Objective:
Could you write out the lines again, starting with the line containing "of the front" and going on through the last line, offsetting every coordinate in the answers by 47 and leaving all other text and numbers unchanged?

►

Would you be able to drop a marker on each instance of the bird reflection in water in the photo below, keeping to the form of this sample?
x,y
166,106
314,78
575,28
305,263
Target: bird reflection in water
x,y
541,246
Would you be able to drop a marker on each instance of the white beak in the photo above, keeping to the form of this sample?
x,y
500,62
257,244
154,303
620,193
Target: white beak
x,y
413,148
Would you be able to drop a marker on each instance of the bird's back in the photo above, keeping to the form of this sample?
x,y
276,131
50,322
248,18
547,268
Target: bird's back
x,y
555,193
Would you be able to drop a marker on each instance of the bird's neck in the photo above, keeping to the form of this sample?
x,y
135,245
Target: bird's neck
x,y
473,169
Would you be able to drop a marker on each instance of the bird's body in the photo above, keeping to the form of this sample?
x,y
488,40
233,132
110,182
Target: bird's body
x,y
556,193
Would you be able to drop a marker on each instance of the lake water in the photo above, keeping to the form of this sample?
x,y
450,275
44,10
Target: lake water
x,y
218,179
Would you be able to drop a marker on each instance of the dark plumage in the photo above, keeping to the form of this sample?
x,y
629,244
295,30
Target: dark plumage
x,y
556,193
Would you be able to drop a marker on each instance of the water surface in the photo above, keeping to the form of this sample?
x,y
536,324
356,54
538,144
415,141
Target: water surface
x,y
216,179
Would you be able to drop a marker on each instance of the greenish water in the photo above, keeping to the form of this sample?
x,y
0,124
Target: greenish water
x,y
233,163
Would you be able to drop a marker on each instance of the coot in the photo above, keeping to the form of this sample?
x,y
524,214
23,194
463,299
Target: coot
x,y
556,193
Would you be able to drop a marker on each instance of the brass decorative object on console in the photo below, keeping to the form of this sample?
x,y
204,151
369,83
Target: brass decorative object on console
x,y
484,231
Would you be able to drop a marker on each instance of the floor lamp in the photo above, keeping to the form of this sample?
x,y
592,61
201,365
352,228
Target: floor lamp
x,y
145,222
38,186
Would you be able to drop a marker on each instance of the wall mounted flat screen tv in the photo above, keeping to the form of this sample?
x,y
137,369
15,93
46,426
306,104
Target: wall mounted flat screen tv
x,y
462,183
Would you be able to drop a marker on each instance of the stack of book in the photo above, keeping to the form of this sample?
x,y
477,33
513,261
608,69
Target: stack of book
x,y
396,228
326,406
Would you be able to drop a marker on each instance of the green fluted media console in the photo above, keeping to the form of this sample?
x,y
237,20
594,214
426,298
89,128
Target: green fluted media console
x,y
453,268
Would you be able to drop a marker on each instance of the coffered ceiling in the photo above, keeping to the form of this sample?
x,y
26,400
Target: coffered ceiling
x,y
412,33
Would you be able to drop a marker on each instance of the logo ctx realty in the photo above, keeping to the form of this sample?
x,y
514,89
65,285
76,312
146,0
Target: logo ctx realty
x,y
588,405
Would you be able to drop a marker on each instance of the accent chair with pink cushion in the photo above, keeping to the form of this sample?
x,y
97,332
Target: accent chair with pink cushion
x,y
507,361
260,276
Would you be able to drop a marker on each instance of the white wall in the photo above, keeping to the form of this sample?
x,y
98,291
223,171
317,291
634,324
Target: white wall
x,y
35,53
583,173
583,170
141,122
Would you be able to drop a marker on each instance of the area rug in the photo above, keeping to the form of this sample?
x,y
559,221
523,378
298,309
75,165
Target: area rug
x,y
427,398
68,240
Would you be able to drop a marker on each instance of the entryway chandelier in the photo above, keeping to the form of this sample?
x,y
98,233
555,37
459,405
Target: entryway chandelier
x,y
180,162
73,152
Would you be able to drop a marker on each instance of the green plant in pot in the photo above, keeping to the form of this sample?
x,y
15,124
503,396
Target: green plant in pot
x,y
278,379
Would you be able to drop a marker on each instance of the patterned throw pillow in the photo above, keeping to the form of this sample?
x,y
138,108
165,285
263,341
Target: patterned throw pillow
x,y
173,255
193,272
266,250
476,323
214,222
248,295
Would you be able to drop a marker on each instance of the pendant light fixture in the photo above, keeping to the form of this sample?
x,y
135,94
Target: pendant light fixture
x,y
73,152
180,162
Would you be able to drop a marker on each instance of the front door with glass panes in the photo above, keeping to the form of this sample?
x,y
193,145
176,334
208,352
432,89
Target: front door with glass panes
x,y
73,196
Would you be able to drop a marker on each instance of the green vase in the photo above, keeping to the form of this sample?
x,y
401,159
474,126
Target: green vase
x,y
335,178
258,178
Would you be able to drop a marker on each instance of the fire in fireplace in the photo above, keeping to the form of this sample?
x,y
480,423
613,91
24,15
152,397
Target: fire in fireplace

◄

Response to the exercise:
Would you be able to drop a marker on each instance of the front door with glass panes in the photo above, keeping to the form of this sample?
x,y
193,145
176,334
208,352
432,89
Target: front door with glass panes
x,y
120,243
Would you be able to drop a marker on each instance of the green vase in the photo above, keeping to the form of this sample?
x,y
401,159
474,126
Target: green vase
x,y
382,225
305,225
Would you be able to drop a marker on each instance of the fire in fireplace in the photo above, keeping to the form of this sample?
x,y
480,423
613,91
24,15
152,397
Target: fire in fireplace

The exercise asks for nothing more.